# Instructions to follow
State how many lines in the rows below contain the word "wall". Give the number alone.

# Record set

%%

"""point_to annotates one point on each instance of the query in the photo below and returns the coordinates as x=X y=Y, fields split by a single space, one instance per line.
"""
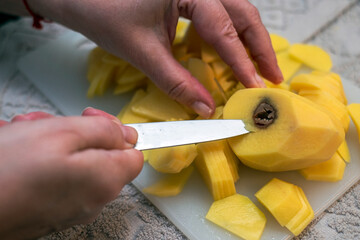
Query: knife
x=174 y=133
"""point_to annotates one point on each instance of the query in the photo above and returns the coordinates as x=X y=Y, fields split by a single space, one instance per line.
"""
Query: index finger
x=248 y=24
x=214 y=25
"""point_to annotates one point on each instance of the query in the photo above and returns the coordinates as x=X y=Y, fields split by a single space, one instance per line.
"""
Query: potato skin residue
x=264 y=114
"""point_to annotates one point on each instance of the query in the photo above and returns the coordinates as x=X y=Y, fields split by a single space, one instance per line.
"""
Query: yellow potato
x=171 y=184
x=239 y=215
x=312 y=56
x=331 y=170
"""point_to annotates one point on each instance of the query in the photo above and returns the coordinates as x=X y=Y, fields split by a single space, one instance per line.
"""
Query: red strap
x=36 y=18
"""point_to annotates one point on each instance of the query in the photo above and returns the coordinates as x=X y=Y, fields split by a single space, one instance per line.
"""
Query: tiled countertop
x=131 y=215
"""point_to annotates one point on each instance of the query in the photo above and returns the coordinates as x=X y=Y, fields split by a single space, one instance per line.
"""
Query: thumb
x=170 y=76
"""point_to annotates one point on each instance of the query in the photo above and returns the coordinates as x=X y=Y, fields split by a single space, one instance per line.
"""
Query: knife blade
x=174 y=133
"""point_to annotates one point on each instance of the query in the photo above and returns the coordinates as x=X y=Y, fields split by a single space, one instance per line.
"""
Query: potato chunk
x=239 y=215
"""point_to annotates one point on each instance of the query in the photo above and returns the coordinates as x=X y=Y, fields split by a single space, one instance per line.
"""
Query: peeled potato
x=312 y=56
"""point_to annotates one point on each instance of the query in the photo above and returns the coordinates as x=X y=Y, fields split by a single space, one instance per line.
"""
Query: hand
x=142 y=32
x=59 y=171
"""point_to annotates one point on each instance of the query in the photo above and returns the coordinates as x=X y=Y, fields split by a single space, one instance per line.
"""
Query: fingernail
x=202 y=109
x=259 y=81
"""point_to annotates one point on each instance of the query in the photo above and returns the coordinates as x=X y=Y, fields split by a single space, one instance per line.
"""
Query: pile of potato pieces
x=215 y=160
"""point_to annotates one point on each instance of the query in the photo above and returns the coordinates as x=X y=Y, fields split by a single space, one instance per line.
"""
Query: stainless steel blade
x=174 y=133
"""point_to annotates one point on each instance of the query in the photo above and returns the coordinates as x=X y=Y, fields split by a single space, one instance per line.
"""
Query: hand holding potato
x=142 y=32
x=60 y=171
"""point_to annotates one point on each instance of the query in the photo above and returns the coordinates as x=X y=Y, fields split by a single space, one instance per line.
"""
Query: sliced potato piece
x=331 y=170
x=354 y=111
x=171 y=184
x=172 y=159
x=312 y=56
x=214 y=168
x=281 y=199
x=239 y=215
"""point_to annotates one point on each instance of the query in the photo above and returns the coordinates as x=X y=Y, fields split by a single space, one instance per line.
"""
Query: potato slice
x=239 y=215
x=170 y=185
x=315 y=81
x=330 y=103
x=354 y=111
x=288 y=66
x=281 y=199
x=331 y=170
x=181 y=29
x=312 y=56
x=303 y=217
x=214 y=168
x=344 y=152
x=288 y=131
x=172 y=159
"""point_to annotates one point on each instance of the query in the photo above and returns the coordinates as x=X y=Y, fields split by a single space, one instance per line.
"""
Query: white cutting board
x=59 y=69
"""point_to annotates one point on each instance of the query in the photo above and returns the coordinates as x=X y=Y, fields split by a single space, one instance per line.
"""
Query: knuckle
x=253 y=15
x=177 y=91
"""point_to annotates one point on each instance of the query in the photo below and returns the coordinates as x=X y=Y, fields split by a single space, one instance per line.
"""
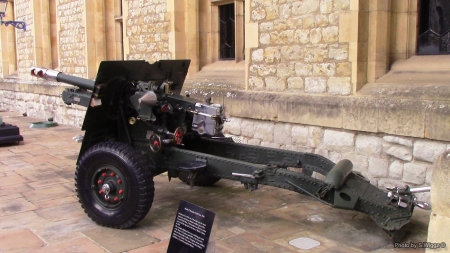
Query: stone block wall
x=25 y=41
x=299 y=48
x=39 y=99
x=147 y=30
x=72 y=37
x=387 y=160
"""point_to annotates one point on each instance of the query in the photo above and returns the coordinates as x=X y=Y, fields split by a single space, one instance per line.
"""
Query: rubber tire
x=200 y=180
x=136 y=172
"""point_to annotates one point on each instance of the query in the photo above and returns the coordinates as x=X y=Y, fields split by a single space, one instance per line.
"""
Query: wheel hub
x=106 y=189
x=109 y=187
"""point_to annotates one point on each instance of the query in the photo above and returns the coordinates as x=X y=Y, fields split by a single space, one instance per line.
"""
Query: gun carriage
x=138 y=125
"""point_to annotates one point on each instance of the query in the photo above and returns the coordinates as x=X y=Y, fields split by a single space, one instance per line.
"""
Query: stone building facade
x=340 y=78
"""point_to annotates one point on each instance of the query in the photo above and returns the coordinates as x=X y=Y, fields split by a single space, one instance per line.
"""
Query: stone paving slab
x=39 y=210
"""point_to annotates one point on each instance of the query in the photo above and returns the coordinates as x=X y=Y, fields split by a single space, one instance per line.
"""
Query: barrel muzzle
x=47 y=74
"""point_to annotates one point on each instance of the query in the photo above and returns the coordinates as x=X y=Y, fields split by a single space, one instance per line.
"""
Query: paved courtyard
x=39 y=210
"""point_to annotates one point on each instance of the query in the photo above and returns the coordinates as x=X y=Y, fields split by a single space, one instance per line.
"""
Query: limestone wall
x=387 y=160
x=25 y=42
x=299 y=48
x=39 y=99
x=147 y=30
x=72 y=37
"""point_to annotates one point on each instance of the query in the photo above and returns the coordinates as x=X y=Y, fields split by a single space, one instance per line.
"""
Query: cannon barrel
x=53 y=75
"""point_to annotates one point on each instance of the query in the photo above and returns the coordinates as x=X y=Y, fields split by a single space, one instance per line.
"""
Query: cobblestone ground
x=39 y=211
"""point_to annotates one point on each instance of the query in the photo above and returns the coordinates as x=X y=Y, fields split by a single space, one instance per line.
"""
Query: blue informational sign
x=191 y=229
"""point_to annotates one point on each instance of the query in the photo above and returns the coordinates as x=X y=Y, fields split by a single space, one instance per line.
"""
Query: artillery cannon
x=137 y=125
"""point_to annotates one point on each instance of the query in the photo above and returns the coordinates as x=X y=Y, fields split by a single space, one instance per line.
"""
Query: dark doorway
x=227 y=32
x=434 y=27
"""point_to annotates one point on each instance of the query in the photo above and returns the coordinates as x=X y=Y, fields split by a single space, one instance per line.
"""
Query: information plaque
x=191 y=229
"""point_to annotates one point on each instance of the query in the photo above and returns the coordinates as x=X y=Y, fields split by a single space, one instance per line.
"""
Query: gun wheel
x=200 y=180
x=114 y=185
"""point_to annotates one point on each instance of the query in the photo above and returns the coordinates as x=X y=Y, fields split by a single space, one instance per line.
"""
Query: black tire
x=200 y=180
x=123 y=172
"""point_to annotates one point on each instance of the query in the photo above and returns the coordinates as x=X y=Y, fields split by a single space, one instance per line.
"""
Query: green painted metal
x=43 y=124
x=138 y=103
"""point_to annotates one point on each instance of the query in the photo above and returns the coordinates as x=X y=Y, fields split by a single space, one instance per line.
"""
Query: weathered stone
x=301 y=35
x=321 y=20
x=360 y=163
x=340 y=5
x=396 y=170
x=429 y=176
x=309 y=22
x=299 y=135
x=264 y=131
x=338 y=140
x=399 y=140
x=282 y=37
x=282 y=133
x=326 y=6
x=258 y=14
x=439 y=226
x=378 y=167
x=303 y=69
x=272 y=55
x=266 y=27
x=438 y=115
x=279 y=25
x=400 y=152
x=295 y=83
x=258 y=55
x=234 y=126
x=285 y=11
x=330 y=34
x=440 y=190
x=414 y=173
x=368 y=145
x=305 y=7
x=315 y=85
x=309 y=110
x=290 y=53
x=344 y=69
x=315 y=135
x=402 y=117
x=275 y=84
x=264 y=38
x=285 y=69
x=324 y=69
x=255 y=82
x=339 y=85
x=315 y=35
x=270 y=144
x=316 y=53
x=338 y=52
x=263 y=69
x=321 y=151
x=427 y=150
x=294 y=22
x=271 y=13
x=333 y=18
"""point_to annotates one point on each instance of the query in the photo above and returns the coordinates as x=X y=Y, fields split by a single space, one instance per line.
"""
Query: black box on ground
x=9 y=133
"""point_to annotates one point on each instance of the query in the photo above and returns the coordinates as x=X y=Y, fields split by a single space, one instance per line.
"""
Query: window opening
x=434 y=27
x=227 y=32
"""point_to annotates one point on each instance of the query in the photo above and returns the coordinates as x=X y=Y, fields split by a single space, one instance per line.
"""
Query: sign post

%%

# The solution
2